**EXERCISE MATERIAL**.

## START

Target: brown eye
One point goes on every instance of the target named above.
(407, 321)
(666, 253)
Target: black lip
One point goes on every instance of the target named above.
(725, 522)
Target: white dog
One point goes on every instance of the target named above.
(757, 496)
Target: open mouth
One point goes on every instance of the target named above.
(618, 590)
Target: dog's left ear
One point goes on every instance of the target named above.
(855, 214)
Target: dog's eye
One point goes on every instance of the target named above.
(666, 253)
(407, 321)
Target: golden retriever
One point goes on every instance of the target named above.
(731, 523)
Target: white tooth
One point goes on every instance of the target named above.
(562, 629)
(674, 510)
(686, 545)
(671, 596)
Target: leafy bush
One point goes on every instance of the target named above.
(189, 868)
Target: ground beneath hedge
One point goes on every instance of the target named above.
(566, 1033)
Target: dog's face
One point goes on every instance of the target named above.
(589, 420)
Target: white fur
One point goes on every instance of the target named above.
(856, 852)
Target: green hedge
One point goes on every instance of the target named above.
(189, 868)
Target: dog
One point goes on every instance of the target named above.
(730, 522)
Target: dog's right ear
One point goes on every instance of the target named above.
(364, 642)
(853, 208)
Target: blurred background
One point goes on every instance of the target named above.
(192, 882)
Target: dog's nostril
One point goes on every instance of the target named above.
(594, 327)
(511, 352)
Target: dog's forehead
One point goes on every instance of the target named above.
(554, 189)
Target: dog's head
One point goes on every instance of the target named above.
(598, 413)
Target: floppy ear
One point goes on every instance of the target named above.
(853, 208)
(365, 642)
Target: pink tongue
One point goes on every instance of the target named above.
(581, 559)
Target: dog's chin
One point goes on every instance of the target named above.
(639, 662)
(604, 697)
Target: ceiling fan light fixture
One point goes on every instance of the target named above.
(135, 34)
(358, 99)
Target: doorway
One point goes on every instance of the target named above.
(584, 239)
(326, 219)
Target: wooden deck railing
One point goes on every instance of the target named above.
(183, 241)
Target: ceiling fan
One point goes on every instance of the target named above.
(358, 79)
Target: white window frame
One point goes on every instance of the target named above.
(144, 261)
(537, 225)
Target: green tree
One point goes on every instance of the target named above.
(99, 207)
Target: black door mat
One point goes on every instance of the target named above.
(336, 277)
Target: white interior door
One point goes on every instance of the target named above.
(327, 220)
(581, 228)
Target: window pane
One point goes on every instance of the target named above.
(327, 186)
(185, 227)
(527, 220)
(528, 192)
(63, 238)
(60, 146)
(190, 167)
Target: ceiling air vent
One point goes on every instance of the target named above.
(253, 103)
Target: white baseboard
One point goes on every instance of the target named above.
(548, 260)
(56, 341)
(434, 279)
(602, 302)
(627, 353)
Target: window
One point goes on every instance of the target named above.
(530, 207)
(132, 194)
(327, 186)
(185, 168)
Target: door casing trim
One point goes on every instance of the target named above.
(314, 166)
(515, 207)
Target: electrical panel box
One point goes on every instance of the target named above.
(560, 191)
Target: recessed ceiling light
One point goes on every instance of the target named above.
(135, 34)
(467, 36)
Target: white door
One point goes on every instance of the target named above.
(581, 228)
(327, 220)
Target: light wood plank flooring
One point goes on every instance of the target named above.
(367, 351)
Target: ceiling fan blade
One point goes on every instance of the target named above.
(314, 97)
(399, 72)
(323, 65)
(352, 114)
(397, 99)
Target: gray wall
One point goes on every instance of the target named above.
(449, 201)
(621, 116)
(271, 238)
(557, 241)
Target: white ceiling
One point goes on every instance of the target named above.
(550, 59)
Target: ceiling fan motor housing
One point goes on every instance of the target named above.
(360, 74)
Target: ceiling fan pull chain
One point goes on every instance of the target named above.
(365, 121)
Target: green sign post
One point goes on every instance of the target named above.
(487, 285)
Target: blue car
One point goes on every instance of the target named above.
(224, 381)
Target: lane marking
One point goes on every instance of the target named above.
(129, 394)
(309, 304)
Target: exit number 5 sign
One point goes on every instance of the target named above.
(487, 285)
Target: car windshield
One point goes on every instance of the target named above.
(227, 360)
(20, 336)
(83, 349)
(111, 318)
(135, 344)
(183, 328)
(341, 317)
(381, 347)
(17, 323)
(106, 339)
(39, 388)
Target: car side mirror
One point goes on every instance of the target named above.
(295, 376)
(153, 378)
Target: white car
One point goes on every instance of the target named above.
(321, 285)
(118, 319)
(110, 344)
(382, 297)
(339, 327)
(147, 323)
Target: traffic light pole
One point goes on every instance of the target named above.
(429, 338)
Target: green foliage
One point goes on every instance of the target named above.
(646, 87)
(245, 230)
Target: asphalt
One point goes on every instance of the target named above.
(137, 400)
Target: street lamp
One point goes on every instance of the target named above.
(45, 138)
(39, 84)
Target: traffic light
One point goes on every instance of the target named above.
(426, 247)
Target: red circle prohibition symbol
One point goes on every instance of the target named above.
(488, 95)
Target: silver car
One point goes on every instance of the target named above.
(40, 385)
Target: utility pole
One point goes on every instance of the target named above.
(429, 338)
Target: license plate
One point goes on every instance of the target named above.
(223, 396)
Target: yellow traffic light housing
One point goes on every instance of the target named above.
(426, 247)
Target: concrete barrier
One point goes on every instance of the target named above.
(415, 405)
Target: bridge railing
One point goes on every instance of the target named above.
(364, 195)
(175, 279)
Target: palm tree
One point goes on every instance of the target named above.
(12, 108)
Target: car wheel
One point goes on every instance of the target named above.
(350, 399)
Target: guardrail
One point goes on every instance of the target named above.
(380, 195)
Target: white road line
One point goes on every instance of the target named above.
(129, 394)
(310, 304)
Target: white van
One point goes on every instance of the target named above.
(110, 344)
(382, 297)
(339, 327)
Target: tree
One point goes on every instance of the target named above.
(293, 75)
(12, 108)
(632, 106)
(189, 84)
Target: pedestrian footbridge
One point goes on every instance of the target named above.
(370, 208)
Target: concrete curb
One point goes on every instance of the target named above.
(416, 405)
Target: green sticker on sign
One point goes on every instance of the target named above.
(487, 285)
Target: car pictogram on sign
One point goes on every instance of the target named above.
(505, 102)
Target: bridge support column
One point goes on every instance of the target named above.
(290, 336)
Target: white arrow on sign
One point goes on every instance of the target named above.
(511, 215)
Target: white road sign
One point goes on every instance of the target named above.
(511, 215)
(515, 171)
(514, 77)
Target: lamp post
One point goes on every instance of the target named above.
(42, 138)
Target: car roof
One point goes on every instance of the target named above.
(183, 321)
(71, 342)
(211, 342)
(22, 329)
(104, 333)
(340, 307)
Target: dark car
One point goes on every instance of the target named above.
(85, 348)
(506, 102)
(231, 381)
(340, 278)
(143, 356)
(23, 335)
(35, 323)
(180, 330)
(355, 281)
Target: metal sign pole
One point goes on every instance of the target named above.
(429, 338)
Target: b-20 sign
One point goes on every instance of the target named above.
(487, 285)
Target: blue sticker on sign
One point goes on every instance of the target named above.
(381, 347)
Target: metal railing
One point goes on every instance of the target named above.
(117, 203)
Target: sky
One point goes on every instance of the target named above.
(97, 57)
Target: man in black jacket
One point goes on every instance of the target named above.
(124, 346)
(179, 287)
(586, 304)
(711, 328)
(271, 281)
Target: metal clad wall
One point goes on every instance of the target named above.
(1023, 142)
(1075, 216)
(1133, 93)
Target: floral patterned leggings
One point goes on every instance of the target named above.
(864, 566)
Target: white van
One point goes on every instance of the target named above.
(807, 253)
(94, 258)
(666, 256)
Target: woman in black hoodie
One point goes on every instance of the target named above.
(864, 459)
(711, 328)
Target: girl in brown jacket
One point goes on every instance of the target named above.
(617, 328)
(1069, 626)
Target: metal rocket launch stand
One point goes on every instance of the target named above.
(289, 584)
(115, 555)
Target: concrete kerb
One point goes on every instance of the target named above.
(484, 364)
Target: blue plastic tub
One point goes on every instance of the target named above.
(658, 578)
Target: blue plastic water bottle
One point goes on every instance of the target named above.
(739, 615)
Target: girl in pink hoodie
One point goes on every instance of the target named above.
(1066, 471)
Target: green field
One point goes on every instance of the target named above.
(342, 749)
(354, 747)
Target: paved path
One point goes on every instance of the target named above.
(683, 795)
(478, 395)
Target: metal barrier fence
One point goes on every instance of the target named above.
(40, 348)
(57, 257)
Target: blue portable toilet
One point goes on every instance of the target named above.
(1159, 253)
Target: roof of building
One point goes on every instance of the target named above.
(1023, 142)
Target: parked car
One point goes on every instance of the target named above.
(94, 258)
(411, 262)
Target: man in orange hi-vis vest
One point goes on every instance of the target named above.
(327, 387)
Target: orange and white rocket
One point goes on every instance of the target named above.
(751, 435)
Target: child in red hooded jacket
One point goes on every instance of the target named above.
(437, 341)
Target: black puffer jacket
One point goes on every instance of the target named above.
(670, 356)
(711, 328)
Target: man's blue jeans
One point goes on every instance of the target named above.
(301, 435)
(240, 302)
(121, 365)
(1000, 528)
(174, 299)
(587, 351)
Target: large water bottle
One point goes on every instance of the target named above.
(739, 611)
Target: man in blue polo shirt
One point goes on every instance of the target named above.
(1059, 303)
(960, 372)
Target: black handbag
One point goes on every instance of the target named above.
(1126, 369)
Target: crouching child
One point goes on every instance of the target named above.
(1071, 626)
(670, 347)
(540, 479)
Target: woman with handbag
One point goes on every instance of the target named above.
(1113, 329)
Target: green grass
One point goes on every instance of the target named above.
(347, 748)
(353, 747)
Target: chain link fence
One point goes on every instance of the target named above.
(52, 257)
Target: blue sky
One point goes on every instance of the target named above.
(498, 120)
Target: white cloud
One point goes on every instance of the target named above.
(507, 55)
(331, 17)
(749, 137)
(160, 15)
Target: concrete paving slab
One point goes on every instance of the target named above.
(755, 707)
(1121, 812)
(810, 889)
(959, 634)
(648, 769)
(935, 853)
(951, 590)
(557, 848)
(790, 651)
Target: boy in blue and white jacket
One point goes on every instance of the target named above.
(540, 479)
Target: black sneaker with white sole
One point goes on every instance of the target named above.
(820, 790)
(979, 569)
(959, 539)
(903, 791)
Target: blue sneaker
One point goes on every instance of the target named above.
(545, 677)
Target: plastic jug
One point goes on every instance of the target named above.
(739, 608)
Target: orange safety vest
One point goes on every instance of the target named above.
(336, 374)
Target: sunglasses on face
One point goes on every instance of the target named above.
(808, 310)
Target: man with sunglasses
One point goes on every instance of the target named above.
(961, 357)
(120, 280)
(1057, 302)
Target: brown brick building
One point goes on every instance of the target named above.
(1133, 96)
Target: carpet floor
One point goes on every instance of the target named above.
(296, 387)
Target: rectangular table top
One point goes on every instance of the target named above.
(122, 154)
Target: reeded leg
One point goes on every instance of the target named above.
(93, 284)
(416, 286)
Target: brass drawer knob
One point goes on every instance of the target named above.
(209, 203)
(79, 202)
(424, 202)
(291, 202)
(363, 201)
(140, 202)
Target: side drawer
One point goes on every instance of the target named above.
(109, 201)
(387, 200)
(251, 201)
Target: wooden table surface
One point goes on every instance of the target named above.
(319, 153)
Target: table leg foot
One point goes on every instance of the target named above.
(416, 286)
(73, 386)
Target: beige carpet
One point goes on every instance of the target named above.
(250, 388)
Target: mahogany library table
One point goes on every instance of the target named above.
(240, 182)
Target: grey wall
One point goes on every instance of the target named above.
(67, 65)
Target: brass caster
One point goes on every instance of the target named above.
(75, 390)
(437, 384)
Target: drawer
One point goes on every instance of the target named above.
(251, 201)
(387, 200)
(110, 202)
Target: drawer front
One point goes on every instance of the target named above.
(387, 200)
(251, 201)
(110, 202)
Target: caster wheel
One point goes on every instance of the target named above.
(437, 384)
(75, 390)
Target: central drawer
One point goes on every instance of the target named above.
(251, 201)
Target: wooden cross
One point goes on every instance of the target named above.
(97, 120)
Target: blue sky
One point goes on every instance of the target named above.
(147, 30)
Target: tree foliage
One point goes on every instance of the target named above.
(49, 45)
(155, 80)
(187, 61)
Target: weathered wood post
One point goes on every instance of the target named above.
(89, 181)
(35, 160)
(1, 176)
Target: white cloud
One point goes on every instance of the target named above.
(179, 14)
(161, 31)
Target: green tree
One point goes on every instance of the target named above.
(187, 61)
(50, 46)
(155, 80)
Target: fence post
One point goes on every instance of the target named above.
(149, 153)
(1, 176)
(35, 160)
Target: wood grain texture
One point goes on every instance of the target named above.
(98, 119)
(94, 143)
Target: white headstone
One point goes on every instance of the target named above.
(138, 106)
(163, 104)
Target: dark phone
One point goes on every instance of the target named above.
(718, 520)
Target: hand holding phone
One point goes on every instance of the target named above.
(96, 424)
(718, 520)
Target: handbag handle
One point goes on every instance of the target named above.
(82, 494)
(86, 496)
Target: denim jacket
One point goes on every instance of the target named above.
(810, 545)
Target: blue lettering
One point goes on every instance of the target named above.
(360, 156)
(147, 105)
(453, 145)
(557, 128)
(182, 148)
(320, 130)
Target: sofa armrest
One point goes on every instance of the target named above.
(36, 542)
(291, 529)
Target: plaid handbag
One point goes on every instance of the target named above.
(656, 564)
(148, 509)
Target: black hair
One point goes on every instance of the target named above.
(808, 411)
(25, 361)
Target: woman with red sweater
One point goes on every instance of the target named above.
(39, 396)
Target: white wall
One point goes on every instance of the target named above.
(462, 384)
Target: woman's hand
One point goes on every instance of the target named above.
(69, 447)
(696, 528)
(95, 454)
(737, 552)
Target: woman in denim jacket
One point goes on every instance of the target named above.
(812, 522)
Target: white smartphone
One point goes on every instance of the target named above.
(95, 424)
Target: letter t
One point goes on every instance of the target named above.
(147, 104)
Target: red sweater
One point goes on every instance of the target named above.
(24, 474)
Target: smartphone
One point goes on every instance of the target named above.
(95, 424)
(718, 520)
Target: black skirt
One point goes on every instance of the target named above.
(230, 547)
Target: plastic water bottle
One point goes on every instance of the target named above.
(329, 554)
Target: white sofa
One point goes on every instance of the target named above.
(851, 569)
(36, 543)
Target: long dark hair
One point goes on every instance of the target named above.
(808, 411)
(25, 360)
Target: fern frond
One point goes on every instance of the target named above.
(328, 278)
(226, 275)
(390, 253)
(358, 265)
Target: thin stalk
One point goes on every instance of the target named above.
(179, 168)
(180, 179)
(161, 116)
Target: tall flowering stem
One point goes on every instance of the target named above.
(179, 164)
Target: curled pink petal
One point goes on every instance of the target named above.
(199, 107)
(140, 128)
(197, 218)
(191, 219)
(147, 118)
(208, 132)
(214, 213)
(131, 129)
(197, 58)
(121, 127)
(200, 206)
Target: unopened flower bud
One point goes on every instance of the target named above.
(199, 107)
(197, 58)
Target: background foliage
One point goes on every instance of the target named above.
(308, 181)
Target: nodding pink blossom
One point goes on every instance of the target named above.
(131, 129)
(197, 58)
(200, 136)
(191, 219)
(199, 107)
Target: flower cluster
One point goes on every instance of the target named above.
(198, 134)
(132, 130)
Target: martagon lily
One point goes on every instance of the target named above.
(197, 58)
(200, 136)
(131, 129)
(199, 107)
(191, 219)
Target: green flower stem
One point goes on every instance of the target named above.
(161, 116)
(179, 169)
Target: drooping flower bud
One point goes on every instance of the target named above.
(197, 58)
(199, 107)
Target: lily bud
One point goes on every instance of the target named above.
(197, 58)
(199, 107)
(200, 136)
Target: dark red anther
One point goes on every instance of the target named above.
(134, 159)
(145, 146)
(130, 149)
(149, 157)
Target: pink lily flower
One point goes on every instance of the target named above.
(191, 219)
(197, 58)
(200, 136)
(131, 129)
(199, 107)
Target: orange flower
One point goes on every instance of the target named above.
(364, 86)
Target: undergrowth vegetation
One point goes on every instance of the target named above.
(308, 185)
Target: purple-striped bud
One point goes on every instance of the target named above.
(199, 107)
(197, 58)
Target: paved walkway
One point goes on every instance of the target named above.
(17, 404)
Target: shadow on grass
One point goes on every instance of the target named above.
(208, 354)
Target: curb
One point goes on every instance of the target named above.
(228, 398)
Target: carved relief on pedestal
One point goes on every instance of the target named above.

## END

**WHAT YOU NEED TO DO**. Each line from the one containing "Target: orange flower" to the end of the records should be echoed exactly, and no other line.

**EXPECTED ANSWER**.
Target: orange flower
One point goes on every instance of the target named above.
(364, 86)
Target: undergrowth vegetation
One point goes on every instance of the target named above.
(308, 185)
Target: purple-striped bud
One point goes on every instance of the target named above.
(199, 107)
(197, 58)
Target: paved walkway
One point goes on every instance of the target named above.
(17, 404)
Target: shadow on grass
One point goes on every instance of the target named above.
(208, 354)
Target: curb
One point goes on every instance of the target named above.
(228, 398)
Target: carved relief on pedestal
One point goes on every instance of the target named above.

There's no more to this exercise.